-- Registros sin procesar --
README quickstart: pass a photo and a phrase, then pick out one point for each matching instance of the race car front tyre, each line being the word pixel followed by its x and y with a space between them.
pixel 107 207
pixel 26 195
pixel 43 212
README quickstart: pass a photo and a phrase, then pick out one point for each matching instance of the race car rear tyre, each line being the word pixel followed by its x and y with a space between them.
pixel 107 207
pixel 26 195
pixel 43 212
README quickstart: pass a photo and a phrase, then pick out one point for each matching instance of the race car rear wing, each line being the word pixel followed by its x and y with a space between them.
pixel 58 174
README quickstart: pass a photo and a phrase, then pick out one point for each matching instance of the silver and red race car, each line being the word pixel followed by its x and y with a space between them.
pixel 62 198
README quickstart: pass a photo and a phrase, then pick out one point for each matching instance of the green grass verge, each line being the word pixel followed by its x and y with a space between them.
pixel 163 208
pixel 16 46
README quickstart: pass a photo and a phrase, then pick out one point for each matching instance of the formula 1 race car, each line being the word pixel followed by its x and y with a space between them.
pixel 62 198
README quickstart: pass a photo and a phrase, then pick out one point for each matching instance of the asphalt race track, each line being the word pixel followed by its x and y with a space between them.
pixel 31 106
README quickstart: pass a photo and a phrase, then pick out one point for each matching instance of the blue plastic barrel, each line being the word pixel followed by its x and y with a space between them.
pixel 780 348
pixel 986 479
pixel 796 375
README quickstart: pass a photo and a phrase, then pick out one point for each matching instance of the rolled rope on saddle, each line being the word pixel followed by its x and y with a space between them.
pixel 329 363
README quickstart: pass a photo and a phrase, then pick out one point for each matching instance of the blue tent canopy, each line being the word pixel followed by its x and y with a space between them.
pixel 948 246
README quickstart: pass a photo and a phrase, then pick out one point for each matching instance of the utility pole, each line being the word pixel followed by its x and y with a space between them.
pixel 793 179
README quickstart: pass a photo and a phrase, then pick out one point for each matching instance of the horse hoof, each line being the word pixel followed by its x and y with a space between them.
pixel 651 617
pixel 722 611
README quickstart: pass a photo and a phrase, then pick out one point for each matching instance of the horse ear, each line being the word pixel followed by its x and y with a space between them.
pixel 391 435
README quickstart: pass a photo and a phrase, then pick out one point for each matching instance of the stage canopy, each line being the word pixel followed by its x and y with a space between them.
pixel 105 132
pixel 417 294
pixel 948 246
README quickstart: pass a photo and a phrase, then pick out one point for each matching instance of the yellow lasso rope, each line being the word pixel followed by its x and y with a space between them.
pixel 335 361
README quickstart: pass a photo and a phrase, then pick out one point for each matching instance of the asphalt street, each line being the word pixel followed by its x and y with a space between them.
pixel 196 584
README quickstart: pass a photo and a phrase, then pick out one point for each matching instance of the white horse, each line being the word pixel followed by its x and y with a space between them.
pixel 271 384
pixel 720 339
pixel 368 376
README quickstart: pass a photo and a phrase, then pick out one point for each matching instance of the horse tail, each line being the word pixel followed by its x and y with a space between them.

-- Qué hacer --
Reescribe las líneas comprendidas entre la que contiene "rear tyre, each" y la que contiene "pixel 793 179", ambas incluidas. Sustituye "race car" por "racing car" y deja todo lo demás igual.

-- Solución desarrollada --
README quickstart: pass a photo and a phrase, then pick out one point for each matching instance of the racing car rear tyre, each line being the word pixel followed by its x and y with a space between them.
pixel 107 207
pixel 26 195
pixel 43 212
README quickstart: pass a photo and a phrase, then pick out one point for each matching instance of the racing car rear wing, each line being the word pixel followed by its x and y with a space between them.
pixel 58 174
README quickstart: pass a photo and a phrase, then pick out one point for each matching instance of the silver and red racing car, each line being the word pixel followed by its x and y with a space between them.
pixel 62 198
README quickstart: pass a photo and a phrase, then pick out one point for each matching instance of the green grass verge, each line being the word pixel followed by its x and y with a space between them.
pixel 163 208
pixel 16 46
README quickstart: pass a photo and a phrase, then pick out one point for each matching instance of the formula 1 racing car, each line being the word pixel followed by its x and y with a space between them.
pixel 62 198
README quickstart: pass a photo and a phrase, then pick out one point for each matching instance of the asphalt race track, each line being the word pixel followed by its x and y with a space between them.
pixel 31 106
README quickstart: pass a photo and a phrase, then pick out one point for each matching instance of the blue plastic barrel, each line being the word pixel followed by its x and y with a space between them.
pixel 780 348
pixel 986 479
pixel 796 375
README quickstart: pass a photo and a phrase, then pick out one point for each matching instance of the rolled rope on saddle, each line being the word pixel followed by its x and y with a space between them.
pixel 329 363
README quickstart: pass a photo and a phrase, then pick out one point for each matching instance of the blue tent canopy, each line being the word pixel followed by its x and y with a space between them.
pixel 948 246
README quickstart: pass a photo and a phrase, then pick out one point for each matching instance of the utility pole, each line being the word pixel followed by its x and y with a space between them.
pixel 793 179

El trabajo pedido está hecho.